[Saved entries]
⟨
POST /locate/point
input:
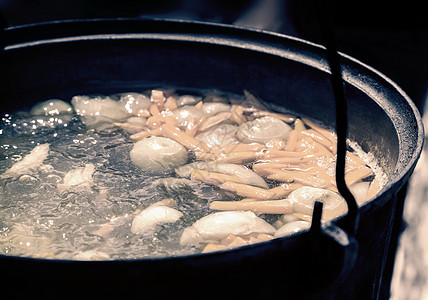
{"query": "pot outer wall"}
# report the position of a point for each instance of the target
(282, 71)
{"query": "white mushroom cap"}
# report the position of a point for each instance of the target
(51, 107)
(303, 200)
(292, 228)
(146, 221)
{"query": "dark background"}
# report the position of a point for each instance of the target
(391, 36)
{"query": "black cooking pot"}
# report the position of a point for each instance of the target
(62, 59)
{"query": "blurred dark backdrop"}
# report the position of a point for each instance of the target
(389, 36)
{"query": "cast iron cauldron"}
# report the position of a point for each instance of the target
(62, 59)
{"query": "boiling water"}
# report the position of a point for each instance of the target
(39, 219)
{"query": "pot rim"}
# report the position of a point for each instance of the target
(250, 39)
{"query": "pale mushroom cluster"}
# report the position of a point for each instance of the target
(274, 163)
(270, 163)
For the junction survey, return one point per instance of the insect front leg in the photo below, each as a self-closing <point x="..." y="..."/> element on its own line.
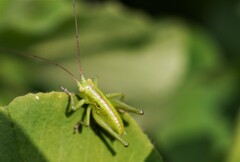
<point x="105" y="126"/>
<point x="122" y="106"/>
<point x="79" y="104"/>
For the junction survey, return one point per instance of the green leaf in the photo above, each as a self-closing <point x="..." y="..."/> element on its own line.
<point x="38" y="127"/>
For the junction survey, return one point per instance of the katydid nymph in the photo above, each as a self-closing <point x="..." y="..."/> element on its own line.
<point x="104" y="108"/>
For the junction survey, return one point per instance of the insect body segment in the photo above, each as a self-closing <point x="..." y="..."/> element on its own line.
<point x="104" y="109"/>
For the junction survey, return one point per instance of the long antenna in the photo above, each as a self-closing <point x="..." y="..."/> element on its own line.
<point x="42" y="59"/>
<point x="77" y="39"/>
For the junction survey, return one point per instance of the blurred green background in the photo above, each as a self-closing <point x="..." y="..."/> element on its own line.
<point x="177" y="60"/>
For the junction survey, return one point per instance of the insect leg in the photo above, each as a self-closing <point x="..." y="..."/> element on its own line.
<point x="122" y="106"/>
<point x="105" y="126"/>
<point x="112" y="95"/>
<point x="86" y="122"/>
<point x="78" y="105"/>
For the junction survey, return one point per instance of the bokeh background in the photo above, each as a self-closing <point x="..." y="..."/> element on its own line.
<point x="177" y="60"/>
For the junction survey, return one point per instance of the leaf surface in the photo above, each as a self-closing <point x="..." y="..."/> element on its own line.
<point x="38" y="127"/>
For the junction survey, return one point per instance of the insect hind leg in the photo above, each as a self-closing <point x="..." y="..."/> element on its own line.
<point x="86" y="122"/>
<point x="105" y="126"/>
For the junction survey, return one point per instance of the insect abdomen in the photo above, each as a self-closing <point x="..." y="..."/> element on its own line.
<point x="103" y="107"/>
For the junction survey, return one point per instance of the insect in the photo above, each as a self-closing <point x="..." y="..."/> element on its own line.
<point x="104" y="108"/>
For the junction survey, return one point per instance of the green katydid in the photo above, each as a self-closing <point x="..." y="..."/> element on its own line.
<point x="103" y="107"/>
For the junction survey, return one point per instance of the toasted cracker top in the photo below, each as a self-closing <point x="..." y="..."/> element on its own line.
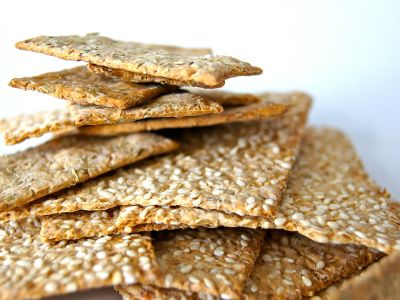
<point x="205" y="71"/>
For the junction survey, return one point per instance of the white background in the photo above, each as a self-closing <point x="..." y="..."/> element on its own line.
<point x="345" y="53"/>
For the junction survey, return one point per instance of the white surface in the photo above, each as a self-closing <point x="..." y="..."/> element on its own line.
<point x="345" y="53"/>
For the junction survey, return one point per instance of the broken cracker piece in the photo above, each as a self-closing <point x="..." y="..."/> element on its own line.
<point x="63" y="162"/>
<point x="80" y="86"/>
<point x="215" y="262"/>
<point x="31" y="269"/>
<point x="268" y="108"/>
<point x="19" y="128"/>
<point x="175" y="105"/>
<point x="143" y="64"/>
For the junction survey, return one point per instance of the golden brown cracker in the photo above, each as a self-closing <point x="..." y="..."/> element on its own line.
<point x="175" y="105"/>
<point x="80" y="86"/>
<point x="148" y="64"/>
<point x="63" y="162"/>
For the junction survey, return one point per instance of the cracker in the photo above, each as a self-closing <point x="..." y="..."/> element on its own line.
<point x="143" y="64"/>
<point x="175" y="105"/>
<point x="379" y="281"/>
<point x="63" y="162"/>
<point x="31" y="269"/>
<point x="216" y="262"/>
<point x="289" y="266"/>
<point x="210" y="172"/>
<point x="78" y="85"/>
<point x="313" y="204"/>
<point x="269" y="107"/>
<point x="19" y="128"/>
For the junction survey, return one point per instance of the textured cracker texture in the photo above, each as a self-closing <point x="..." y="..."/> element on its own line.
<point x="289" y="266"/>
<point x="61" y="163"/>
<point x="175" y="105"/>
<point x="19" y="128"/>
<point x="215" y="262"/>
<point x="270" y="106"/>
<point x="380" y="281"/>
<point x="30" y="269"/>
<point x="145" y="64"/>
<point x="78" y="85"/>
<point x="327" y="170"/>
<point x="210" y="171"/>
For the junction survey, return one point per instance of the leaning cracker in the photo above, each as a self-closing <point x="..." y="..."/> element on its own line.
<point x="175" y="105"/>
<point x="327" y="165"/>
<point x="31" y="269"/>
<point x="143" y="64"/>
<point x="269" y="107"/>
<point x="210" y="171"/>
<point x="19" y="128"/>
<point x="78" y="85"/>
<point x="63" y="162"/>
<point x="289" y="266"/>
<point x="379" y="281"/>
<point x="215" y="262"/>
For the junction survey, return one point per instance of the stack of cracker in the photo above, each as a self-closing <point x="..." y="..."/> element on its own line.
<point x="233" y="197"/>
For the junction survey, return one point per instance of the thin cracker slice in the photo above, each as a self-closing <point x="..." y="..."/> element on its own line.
⟩
⟨
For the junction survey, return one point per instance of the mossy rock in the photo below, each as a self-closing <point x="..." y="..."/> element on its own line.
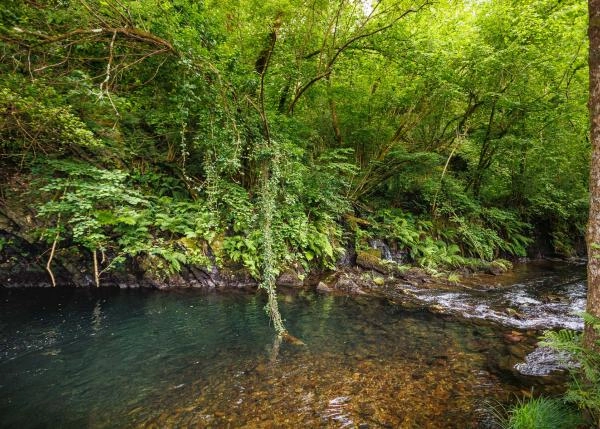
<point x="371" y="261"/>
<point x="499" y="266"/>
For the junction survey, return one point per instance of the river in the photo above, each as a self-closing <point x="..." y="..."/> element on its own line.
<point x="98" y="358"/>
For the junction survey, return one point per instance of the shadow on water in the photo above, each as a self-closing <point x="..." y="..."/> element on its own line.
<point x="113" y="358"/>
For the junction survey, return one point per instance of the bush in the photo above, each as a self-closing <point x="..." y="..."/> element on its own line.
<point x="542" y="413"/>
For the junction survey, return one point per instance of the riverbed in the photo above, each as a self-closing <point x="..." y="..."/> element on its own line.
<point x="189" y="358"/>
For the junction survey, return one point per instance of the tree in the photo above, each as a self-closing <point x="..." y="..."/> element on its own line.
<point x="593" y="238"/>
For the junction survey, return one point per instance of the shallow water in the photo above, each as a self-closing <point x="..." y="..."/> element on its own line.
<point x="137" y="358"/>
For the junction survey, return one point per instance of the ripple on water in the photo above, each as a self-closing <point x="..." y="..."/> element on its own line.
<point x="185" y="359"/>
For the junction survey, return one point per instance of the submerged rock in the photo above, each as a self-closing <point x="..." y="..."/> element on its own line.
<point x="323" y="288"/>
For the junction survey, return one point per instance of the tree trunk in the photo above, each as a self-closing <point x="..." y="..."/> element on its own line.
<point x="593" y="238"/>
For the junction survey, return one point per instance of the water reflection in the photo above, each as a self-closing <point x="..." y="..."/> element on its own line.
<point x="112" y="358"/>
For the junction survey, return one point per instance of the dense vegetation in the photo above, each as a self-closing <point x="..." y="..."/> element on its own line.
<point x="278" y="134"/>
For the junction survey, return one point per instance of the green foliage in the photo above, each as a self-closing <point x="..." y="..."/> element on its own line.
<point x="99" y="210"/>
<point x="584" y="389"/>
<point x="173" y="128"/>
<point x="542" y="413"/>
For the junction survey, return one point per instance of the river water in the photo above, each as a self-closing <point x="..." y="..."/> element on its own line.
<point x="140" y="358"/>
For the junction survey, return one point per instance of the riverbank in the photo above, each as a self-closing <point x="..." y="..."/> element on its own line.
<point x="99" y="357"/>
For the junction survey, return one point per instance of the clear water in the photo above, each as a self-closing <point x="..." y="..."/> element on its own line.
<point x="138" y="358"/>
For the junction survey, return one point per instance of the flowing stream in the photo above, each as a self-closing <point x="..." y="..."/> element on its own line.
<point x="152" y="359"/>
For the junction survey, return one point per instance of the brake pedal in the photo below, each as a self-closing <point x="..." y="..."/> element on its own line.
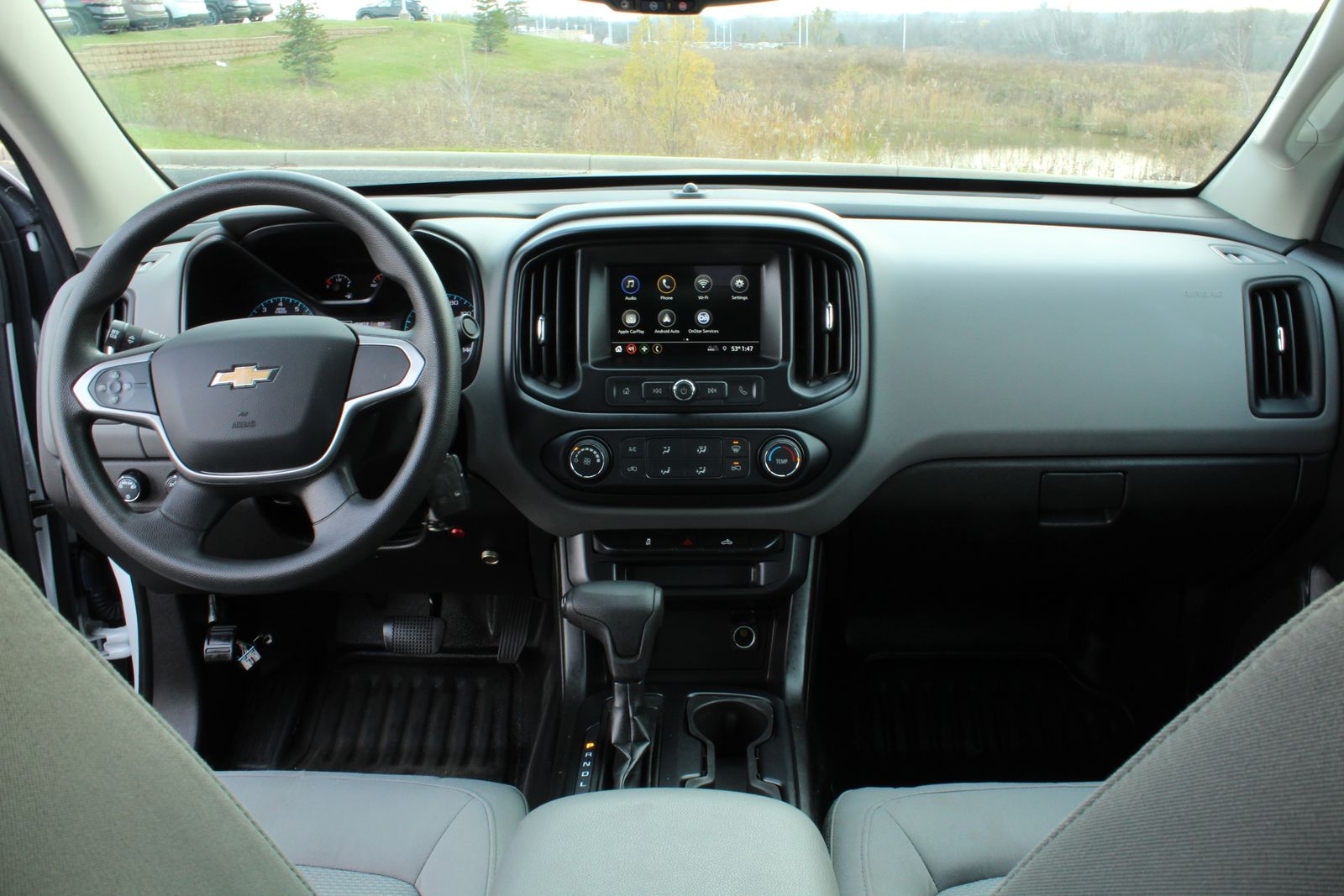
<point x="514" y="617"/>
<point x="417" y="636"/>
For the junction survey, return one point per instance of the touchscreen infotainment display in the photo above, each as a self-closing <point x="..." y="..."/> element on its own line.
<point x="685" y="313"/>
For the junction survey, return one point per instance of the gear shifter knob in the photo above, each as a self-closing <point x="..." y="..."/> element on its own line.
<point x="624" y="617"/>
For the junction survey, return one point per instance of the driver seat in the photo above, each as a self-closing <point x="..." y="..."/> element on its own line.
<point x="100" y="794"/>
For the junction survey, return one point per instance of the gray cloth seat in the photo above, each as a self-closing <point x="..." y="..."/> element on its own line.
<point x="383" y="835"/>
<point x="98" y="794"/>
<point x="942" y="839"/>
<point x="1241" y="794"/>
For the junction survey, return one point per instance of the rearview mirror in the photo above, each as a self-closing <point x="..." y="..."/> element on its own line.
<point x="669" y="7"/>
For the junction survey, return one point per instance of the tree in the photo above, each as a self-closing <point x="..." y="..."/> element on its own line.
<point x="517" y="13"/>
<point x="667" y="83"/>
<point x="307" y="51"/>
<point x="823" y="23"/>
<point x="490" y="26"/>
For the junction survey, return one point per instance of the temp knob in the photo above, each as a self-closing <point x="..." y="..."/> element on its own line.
⟩
⟨
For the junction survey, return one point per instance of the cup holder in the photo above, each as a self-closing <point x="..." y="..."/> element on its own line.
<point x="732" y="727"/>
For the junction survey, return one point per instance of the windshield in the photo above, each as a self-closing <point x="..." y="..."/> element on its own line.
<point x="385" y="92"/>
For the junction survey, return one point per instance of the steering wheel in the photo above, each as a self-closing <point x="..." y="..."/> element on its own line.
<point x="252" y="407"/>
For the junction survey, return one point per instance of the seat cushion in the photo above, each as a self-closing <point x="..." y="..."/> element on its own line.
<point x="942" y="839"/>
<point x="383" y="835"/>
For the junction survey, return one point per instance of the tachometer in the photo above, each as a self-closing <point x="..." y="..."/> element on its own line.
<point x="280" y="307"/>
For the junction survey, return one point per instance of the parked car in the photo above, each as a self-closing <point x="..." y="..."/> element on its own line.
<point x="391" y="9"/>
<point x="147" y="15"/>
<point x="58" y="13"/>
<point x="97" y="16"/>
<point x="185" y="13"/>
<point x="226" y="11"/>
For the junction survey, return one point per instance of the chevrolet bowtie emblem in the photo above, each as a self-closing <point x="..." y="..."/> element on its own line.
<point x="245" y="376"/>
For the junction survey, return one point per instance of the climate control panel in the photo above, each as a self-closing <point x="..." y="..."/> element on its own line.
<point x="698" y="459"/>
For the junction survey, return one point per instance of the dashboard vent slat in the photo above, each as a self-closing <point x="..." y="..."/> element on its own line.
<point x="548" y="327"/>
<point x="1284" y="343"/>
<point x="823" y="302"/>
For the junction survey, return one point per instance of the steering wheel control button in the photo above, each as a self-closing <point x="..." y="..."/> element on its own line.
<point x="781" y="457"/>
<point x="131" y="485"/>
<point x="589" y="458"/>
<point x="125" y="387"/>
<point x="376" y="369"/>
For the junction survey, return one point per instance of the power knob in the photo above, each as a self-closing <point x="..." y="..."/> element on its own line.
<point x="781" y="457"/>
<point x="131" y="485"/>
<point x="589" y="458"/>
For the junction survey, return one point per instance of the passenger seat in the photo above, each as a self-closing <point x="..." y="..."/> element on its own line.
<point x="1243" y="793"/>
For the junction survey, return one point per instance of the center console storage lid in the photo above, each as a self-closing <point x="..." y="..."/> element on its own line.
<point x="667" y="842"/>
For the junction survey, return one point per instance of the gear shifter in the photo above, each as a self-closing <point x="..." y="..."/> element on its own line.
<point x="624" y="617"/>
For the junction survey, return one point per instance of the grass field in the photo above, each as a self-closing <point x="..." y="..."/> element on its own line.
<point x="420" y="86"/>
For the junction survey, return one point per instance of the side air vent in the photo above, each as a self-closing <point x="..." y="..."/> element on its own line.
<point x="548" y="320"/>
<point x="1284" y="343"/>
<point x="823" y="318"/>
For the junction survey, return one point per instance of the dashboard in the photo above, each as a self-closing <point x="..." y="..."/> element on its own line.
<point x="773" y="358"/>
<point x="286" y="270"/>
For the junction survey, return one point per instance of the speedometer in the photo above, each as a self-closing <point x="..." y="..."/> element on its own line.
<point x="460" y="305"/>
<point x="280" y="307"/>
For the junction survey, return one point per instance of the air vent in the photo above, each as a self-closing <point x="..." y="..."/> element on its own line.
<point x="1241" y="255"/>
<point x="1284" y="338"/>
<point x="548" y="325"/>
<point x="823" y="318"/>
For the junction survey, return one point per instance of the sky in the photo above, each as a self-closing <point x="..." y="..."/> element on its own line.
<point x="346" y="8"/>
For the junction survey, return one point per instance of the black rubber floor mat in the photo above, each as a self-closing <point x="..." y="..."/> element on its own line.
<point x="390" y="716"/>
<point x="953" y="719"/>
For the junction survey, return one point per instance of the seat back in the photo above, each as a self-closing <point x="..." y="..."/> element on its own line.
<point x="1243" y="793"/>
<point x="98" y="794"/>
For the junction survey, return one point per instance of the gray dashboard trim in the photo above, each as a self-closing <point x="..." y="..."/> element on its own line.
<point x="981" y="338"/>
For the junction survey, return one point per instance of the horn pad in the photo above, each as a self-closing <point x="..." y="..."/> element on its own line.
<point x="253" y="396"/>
⟩
_Assignment_.
Tell how many lines of the records above contain "query", replying with the number only.

_Result for this task_.
9